## WRITTEN TASK
Render each line of the listing below as a Markdown table with a Row column for the row number and a Line column for the line itself. Leave out any blank lines.

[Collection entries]
-- begin --

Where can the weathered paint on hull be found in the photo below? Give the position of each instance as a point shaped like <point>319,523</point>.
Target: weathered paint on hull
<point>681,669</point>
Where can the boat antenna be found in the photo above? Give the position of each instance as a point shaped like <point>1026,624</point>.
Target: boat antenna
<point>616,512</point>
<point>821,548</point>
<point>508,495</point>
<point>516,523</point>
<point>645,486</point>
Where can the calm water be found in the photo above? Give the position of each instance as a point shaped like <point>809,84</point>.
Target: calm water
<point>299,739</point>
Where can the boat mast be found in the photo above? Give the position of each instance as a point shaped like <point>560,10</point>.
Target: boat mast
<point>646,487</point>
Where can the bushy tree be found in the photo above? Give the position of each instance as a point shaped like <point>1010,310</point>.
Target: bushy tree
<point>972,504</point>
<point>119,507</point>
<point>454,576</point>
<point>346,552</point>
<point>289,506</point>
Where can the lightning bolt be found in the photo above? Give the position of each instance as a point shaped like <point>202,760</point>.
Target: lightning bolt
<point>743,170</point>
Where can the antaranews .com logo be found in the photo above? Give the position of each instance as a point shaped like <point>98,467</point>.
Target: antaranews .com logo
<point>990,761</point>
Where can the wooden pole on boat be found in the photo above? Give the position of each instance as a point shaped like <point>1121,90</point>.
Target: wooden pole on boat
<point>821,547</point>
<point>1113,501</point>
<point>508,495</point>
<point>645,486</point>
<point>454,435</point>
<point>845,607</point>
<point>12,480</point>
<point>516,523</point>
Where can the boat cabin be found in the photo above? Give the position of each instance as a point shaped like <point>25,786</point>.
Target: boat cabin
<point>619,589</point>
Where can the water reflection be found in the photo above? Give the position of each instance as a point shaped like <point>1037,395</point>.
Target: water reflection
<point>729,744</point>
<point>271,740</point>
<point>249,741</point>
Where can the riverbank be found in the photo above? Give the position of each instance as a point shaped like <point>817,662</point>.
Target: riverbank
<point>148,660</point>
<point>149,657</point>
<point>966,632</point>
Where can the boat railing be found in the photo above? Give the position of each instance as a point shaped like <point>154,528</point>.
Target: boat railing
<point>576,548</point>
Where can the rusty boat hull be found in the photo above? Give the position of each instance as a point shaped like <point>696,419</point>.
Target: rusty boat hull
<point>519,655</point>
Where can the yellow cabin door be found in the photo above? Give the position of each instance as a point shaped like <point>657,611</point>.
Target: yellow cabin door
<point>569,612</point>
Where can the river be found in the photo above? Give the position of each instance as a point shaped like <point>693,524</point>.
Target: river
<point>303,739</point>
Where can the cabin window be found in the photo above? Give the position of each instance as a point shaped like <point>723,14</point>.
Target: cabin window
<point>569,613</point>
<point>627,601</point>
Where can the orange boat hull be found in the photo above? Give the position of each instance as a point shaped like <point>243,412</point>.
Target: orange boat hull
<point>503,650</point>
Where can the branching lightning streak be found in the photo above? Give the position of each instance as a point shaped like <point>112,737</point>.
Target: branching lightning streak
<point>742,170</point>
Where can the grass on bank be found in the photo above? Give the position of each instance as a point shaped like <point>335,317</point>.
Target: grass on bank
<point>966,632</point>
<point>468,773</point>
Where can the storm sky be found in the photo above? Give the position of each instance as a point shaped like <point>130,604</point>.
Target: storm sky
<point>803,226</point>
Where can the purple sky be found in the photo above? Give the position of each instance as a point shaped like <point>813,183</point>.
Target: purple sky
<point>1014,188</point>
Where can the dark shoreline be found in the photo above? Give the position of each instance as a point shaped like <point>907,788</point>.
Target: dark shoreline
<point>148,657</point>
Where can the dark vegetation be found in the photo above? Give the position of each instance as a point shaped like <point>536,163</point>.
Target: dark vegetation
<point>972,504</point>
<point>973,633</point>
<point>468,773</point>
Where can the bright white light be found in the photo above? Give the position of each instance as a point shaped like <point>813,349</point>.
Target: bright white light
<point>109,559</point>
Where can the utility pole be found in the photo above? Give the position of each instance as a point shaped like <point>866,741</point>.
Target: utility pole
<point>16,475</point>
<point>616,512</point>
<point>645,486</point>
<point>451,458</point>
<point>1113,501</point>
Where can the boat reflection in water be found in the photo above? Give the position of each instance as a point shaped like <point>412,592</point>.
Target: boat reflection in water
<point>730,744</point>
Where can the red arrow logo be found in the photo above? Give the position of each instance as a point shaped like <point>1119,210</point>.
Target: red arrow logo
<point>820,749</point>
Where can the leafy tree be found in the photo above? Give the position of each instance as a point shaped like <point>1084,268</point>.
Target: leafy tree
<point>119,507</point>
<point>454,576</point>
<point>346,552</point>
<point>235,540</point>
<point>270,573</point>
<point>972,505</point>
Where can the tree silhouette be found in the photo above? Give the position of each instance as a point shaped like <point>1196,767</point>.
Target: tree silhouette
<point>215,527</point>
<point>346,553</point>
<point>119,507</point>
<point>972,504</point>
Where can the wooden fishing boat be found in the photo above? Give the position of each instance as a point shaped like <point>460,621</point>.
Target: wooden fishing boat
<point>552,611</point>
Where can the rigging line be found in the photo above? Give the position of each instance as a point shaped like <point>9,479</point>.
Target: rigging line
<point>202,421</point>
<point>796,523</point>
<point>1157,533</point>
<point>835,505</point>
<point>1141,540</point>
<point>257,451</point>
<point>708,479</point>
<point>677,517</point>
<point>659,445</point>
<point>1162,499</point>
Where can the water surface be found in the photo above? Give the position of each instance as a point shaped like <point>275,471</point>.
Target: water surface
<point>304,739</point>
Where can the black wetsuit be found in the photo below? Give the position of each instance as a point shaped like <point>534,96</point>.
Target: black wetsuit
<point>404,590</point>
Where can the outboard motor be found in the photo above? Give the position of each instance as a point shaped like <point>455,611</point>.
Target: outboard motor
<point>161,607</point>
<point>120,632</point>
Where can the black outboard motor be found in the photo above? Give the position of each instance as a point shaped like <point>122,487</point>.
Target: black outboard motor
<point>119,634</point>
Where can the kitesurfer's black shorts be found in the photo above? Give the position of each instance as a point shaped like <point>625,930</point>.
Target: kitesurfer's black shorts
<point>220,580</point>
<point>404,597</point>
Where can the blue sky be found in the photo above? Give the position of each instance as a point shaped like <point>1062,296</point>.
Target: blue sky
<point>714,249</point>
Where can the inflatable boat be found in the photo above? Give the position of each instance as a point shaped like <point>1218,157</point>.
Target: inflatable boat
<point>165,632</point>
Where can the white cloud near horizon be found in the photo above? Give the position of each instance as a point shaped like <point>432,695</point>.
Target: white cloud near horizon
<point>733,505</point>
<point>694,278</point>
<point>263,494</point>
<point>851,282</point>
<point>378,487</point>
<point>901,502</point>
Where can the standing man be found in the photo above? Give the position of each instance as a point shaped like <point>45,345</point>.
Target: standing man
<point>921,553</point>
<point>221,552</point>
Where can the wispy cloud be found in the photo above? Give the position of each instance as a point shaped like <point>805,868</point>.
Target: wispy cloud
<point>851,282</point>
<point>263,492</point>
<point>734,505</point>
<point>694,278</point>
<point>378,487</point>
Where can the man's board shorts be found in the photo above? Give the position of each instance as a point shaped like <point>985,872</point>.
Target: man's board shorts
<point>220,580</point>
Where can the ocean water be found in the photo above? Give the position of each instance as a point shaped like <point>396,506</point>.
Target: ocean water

-- end --

## REPLY
| Row | Line |
|---|---|
| 1 | Where can the weathered paint on hull be found in the photo below? Give the position of each instance as a point shaped like <point>319,523</point>. |
| 2 | Target: weathered paint on hull |
| 3 | <point>681,669</point> |
| 4 | Where can the boat antenna be found in the photo above? Give the position of each instance as a point shaped like <point>1026,624</point>. |
| 5 | Target: boat antenna |
| 6 | <point>616,512</point> |
| 7 | <point>821,548</point> |
| 8 | <point>508,495</point> |
| 9 | <point>516,523</point> |
| 10 | <point>645,486</point> |
| 11 | Where can the calm water be found in the photo above? Give the position of each instance as a point shaped like <point>809,84</point>. |
| 12 | Target: calm water |
| 13 | <point>299,739</point> |
| 14 | Where can the boat mast be found in the photo above? Give the position of each instance as a point shaped like <point>560,10</point>. |
| 15 | Target: boat mast |
| 16 | <point>646,487</point> |
| 17 | Where can the bushy tree be found in the photo above? Give the position of each instance as a point shaped like <point>1010,310</point>. |
| 18 | Target: bushy tree |
| 19 | <point>972,504</point> |
| 20 | <point>119,507</point> |
| 21 | <point>454,576</point> |
| 22 | <point>346,552</point> |
| 23 | <point>289,506</point> |
| 24 | Where can the lightning bolt be found in the photo above? Give the position of each instance as a point shaped like <point>202,760</point>. |
| 25 | Target: lightning bolt |
| 26 | <point>743,170</point> |
| 27 | Where can the antaranews .com logo be found in the photo above? Give the position of each instance as a point shaped like <point>98,467</point>. |
| 28 | Target: antaranews .com logo |
| 29 | <point>990,761</point> |
| 30 | Where can the wooden pole on boat be found in the photo above? Give the position of each instance as a point shaped like <point>1121,90</point>. |
| 31 | Target: wooden pole on boat |
| 32 | <point>821,547</point> |
| 33 | <point>1113,501</point> |
| 34 | <point>508,495</point> |
| 35 | <point>645,486</point> |
| 36 | <point>454,435</point> |
| 37 | <point>845,607</point> |
| 38 | <point>12,480</point> |
| 39 | <point>516,523</point> |
| 40 | Where can the boat cabin be found in the photo above? Give the position of each instance as a point shaped like <point>25,786</point>. |
| 41 | Target: boat cabin |
| 42 | <point>619,589</point> |
| 43 | Where can the water reflection be found in the photo above? Give the position of each instance as a point shaped like <point>1037,395</point>. |
| 44 | Target: water reflection |
| 45 | <point>729,744</point> |
| 46 | <point>271,740</point> |
| 47 | <point>249,741</point> |
| 48 | Where can the riverbank be found in the photo above? Give the position of each instance as a point shaped like <point>817,662</point>. |
| 49 | Target: riverbank |
| 50 | <point>148,660</point> |
| 51 | <point>149,657</point> |
| 52 | <point>966,632</point> |
| 53 | Where can the boat railing be found in the photo above? Give the position of each instance as a point shaped like <point>154,528</point>. |
| 54 | Target: boat railing |
| 55 | <point>576,548</point> |
| 56 | Where can the rusty boat hull be found in the photo above? Give the position of each instance as a point shaped like <point>696,419</point>. |
| 57 | Target: rusty boat hull |
| 58 | <point>519,655</point> |
| 59 | Where can the yellow cabin door be found in the photo above? Give the position of each instance as a point shaped like <point>657,611</point>. |
| 60 | Target: yellow cabin door |
| 61 | <point>569,612</point> |
| 62 | Where can the river be found in the photo above? Give the position of each instance as a point shaped like <point>693,524</point>. |
| 63 | Target: river |
| 64 | <point>303,739</point> |
| 65 | Where can the cabin window be found in the photo above? Give the position of each instance as a point shaped like <point>723,14</point>. |
| 66 | Target: cabin window |
| 67 | <point>569,613</point> |
| 68 | <point>627,601</point> |
| 69 | Where can the orange boat hull be found in the photo above? Give the position of each instance as a point shaped like <point>243,412</point>. |
| 70 | Target: orange boat hull |
| 71 | <point>503,650</point> |
| 72 | Where can the branching lightning streak be found in the photo above? Give the position of each instance as a point shaped like <point>112,737</point>. |
| 73 | Target: branching lightning streak |
| 74 | <point>742,170</point> |
| 75 | Where can the grass on bank be found in the photo above? Give the position of each instance as a point shaped like <point>335,317</point>. |
| 76 | Target: grass on bank |
| 77 | <point>966,632</point> |
| 78 | <point>468,773</point> |
| 79 | Where can the storm sky be found in the photo above? Give the position of each instance as a point shaped like <point>130,604</point>. |
| 80 | Target: storm sky |
| 81 | <point>803,226</point> |
| 82 | Where can the purple sky be found in the photo above? Give the position of each instance as a point shaped like <point>813,183</point>. |
| 83 | Target: purple sky |
| 84 | <point>1014,188</point> |
| 85 | Where can the dark shoreline be found in the photo above? Give the position of each instance as a point shaped like <point>907,788</point>. |
| 86 | Target: dark shoreline |
| 87 | <point>148,657</point> |
| 88 | Where can the dark vegetation be found in the photo above? Give the position of each instance as a point shaped like <point>536,163</point>. |
| 89 | Target: dark vegetation |
| 90 | <point>972,504</point> |
| 91 | <point>973,633</point> |
| 92 | <point>468,773</point> |
| 93 | Where can the bright white light be found in the photo above? Give the position of each instance as a point shaped like <point>813,349</point>. |
| 94 | Target: bright white light |
| 95 | <point>109,559</point> |
| 96 | Where can the utility pole be found in the photo above? Give the position of each instance as a point shaped like <point>866,741</point>. |
| 97 | Target: utility pole |
| 98 | <point>16,475</point> |
| 99 | <point>616,512</point> |
| 100 | <point>645,486</point> |
| 101 | <point>451,458</point> |
| 102 | <point>1113,501</point> |
| 103 | Where can the boat reflection in water be found in the photo above? Give the position of each instance as a point shaped like <point>412,592</point>. |
| 104 | Target: boat reflection in water |
| 105 | <point>730,744</point> |
| 106 | Where can the red arrow logo be found in the photo above? Give the position of each instance as a point shaped like <point>1119,210</point>. |
| 107 | Target: red arrow logo |
| 108 | <point>820,749</point> |
| 109 | Where can the leafy tree be found in the photo above? Give the position of each instance as a point shaped like <point>1084,268</point>. |
| 110 | Target: leafy tree |
| 111 | <point>119,507</point> |
| 112 | <point>454,576</point> |
| 113 | <point>346,552</point> |
| 114 | <point>235,540</point> |
| 115 | <point>270,573</point> |
| 116 | <point>972,505</point> |
| 117 | Where can the tree silhouette be found in the photo above? Give the position of each instance as a point shaped like <point>1196,767</point>. |
| 118 | Target: tree silhouette |
| 119 | <point>215,527</point> |
| 120 | <point>346,553</point> |
| 121 | <point>119,507</point> |
| 122 | <point>972,504</point> |
| 123 | Where can the wooden fishing boat be found in the photo above? Give the position of each instance as a point shaped like <point>460,621</point>. |
| 124 | Target: wooden fishing boat |
| 125 | <point>552,611</point> |
| 126 | Where can the rigging line be found in the photo above? Give the position of each instance as a point shaped like <point>9,479</point>. |
| 127 | Target: rigging line |
| 128 | <point>202,421</point> |
| 129 | <point>796,523</point> |
| 130 | <point>1157,533</point> |
| 131 | <point>835,505</point> |
| 132 | <point>1141,540</point> |
| 133 | <point>257,451</point> |
| 134 | <point>708,479</point> |
| 135 | <point>677,517</point> |
| 136 | <point>659,445</point> |
| 137 | <point>1162,499</point> |
| 138 | Where can the water surface be found in the photo above? Give the position of each instance as a point shaped like <point>275,471</point>. |
| 139 | Target: water surface |
| 140 | <point>304,739</point> |
| 141 | Where can the black wetsuit be found in the photo below? Give the position of each instance as a point shaped like <point>534,96</point>. |
| 142 | Target: black wetsuit |
| 143 | <point>404,590</point> |
| 144 | Where can the outboard motor be found in the photo above? Give the position of each instance as a point shaped like <point>455,611</point>. |
| 145 | Target: outboard motor |
| 146 | <point>161,607</point> |
| 147 | <point>120,632</point> |
| 148 | Where can the black outboard motor be found in the photo above? Give the position of each instance as a point shaped like <point>122,487</point>. |
| 149 | Target: black outboard motor |
| 150 | <point>119,634</point> |
| 151 | Where can the kitesurfer's black shorts be found in the photo above? Give the position of each instance as a point shaped like <point>625,930</point>. |
| 152 | Target: kitesurfer's black shorts |
| 153 | <point>220,580</point> |
| 154 | <point>404,597</point> |
| 155 | Where can the blue sky be found in the photo above? Give the position of each instance as a point shaped like <point>1062,296</point>. |
| 156 | Target: blue sky |
| 157 | <point>714,249</point> |
| 158 | Where can the inflatable boat be found in the photo above? Give the position of each instance as a point shaped like <point>1218,157</point>. |
| 159 | Target: inflatable boat |
| 160 | <point>165,632</point> |
| 161 | Where can the white cloud near horizon be found in the photo above? Give the position of each instance as a point shaped like <point>432,695</point>. |
| 162 | Target: white cloud near horizon |
| 163 | <point>733,505</point> |
| 164 | <point>694,278</point> |
| 165 | <point>263,494</point> |
| 166 | <point>851,282</point> |
| 167 | <point>378,487</point> |
| 168 | <point>901,502</point> |
| 169 | Where can the standing man be found in the photo above? Give the position of each instance as a point shaped like <point>45,345</point>. |
| 170 | Target: standing man |
| 171 | <point>921,553</point> |
| 172 | <point>221,552</point> |
| 173 | Where can the wispy cloud be found in the photo above? Give the position of each instance as a point shaped like <point>805,868</point>. |
| 174 | Target: wispy cloud |
| 175 | <point>851,282</point> |
| 176 | <point>263,492</point> |
| 177 | <point>734,505</point> |
| 178 | <point>694,278</point> |
| 179 | <point>378,487</point> |
| 180 | Where can the man's board shorts be found in the photo above? Give the position of each instance as a point shaped like <point>985,872</point>. |
| 181 | Target: man's board shorts |
| 182 | <point>220,580</point> |
| 183 | Where can the ocean water be found in the photo above? Give the position of each instance as a point shaped like <point>396,506</point>. |
| 184 | Target: ocean water |